**What the task requires:** Each entry must come back word for word; drop the images as you go.

**Given records:**
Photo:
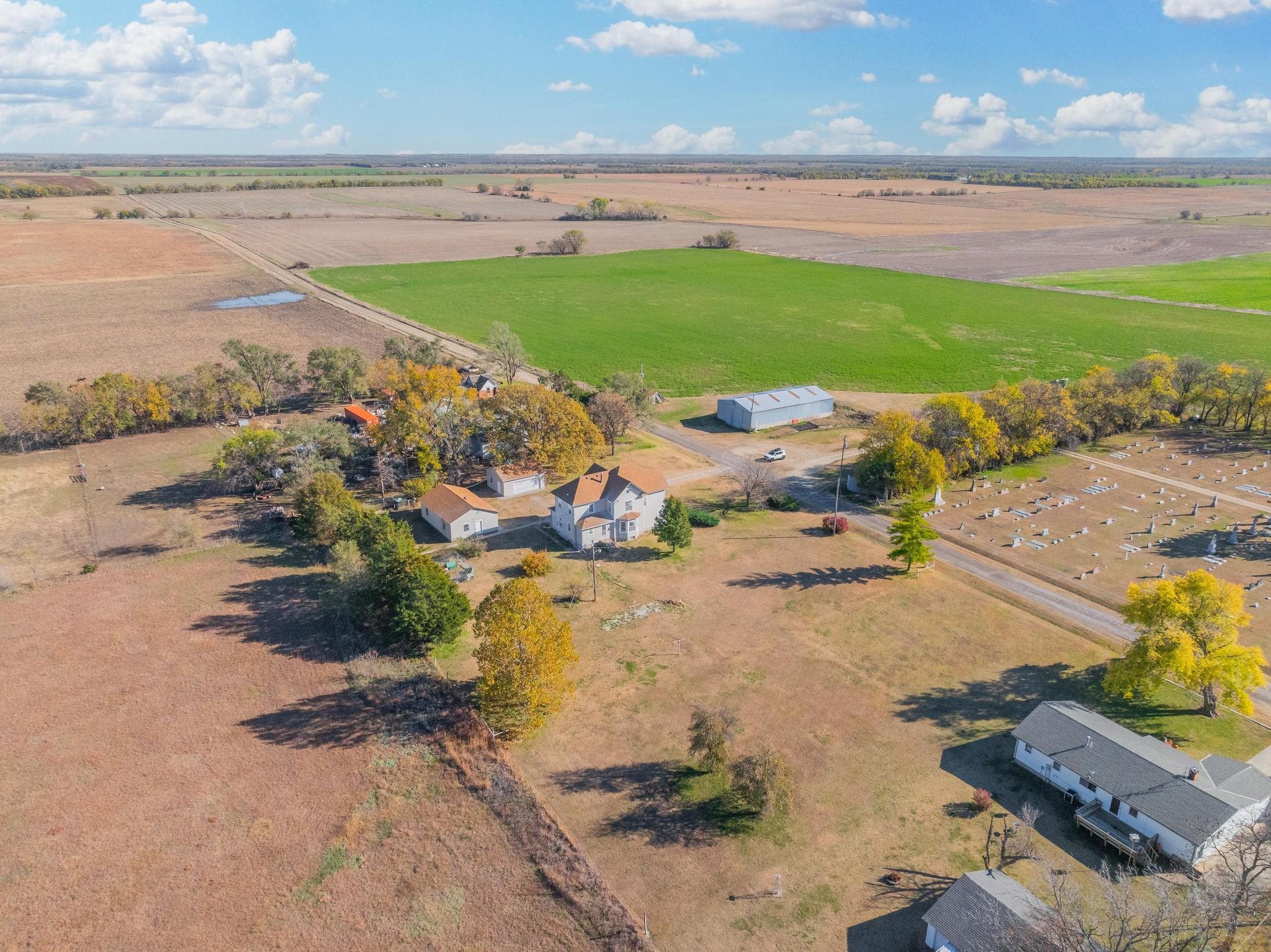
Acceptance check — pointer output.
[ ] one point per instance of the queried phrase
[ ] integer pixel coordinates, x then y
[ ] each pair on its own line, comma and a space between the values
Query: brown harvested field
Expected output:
138, 297
143, 496
390, 202
1002, 256
829, 206
189, 768
886, 693
325, 243
986, 256
58, 253
1130, 500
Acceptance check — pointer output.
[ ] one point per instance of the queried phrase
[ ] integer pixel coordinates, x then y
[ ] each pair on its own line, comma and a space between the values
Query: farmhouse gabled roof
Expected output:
987, 912
782, 397
454, 503
600, 483
360, 412
1143, 772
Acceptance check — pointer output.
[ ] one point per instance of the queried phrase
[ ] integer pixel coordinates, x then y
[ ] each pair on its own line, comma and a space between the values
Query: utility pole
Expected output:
838, 485
594, 596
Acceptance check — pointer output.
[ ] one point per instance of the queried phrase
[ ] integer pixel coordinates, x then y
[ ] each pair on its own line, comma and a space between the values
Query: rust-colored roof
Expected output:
454, 503
360, 413
599, 483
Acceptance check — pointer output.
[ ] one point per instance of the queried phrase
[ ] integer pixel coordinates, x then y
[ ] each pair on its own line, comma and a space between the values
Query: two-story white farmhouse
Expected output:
608, 505
1138, 794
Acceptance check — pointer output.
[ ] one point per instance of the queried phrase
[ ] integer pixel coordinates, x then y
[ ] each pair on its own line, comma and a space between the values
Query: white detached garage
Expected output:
458, 513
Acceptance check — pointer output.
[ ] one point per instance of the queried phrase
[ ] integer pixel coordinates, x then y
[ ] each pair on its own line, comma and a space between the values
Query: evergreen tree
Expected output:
671, 525
909, 532
416, 604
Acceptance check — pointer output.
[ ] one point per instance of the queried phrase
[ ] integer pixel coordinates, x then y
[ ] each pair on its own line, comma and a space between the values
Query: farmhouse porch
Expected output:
1102, 825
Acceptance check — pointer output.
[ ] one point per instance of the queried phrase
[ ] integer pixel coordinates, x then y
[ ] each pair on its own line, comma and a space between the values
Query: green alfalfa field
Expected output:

**Result of the exercise:**
Photo:
Acceptance check — pointer output.
[ ] one point per instance of the queried phrase
[ ] integer pixel coordinates, x then y
[ ] each pair on its own line, comma and a space between the values
Query: brown harvested field
Expected output:
138, 297
143, 496
390, 202
1002, 256
829, 206
189, 768
886, 693
325, 243
986, 256
58, 253
1130, 500
Acceptance check — pointer output.
[ ] one point per instance of the queried phrase
[ ] integer pixel coordinates, x then y
[ ] each pair on its own line, comma and a space between the values
Query: farmhouse gabled roof
Expected output:
987, 912
782, 397
454, 503
600, 483
360, 412
1143, 772
Acceptance check — pointer output.
[ ] one point per instance of the queried phrase
[ ] integer pixel coordinates, x then y
[ ] each pair on its own line, comma and a space between the values
Query: utility pole
Expected output:
838, 485
594, 596
Acceptance check — pointer output.
[ ] one point per instance of the queried phrase
[ ] integer pixel coordinates, x then y
[ ] each pair on its own line, comma and a space between the values
Query: rust-colored roof
Expected output:
454, 503
360, 413
599, 483
Acceptance check — pointer output.
[ ] one point per instance of the queried phrase
[ ] integer pixel coordinates, x then y
[ ] each pair on its own line, comma and a space between the values
Query: two-story white farmhouse
Expected output:
608, 505
1138, 794
Acceptance check — pointer output.
[ ] one point per instance of the queried phrase
[ ] integer pixel coordinates, x then y
[ ] each pair on its own line, comma and a space between the values
Query: white detached garage
Expected output:
458, 513
Acceptance check — pointer output.
[ ] one point per instance of the queried phrase
[ ] integer pixel coordinates, x then y
[ ] each pair on its own line, comma and a space between the values
Query: evergreen tree
Expected output:
671, 525
909, 532
416, 604
Acceptance check — pointer output.
[ ] one point per instance of the queried phrase
[ ] integer pixel coordinates, x then y
[ ] each pair on its own line, comma and a space between the values
Query: farmhouse porch
Expected output:
1102, 825
Acceptance check — pointer output.
[ ] one point per instance of the queried phrase
[ ] integer pixel coordinates, x then y
[ ] each pair on its own line, comma and a space between the values
Query: green alfalfa field
Expected output:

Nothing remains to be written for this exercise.